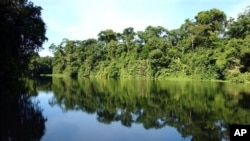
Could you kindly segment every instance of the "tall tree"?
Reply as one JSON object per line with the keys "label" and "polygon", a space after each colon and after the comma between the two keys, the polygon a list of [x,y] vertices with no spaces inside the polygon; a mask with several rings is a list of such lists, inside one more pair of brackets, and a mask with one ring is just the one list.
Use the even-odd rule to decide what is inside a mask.
{"label": "tall tree", "polygon": [[0,78],[20,76],[34,52],[42,49],[47,38],[41,10],[28,0],[0,2]]}

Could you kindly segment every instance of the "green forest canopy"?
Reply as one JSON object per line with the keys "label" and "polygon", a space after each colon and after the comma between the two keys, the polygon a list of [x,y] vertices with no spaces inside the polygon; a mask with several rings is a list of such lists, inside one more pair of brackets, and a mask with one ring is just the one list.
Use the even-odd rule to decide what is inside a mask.
{"label": "green forest canopy", "polygon": [[219,9],[198,12],[178,29],[103,30],[97,39],[51,44],[53,74],[103,78],[250,81],[250,8],[237,19]]}
{"label": "green forest canopy", "polygon": [[24,74],[31,57],[47,40],[41,10],[28,0],[1,0],[1,80],[16,79]]}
-----
EXERCISE >>
Copy out each line of the material above that contains the word "segment".

COMPLETE OUTPUT >>
Could you kindly segment every instance of the "tall tree"?
Could you kindly segment every instance of the "green forest canopy"?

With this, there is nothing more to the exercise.